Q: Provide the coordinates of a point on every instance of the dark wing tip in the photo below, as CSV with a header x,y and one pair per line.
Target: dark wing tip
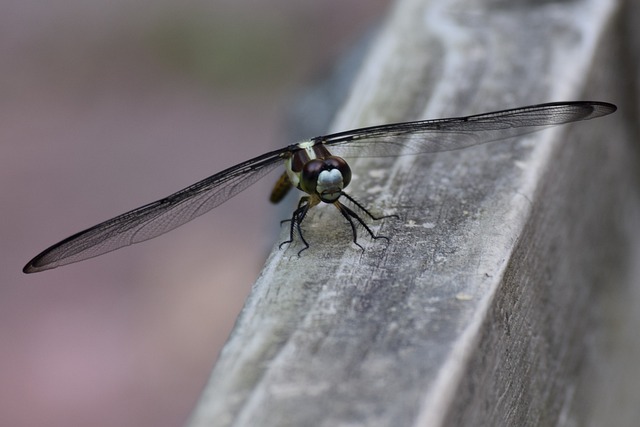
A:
x,y
33,267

Assignment:
If a line in the records holds the string "wing", copy it.

Output below:
Q: Provide the coordinates of a point on every instance of the dark wing tip in the photo below, as CSV with a header x,y and one pair per line.
Target: dark wing tip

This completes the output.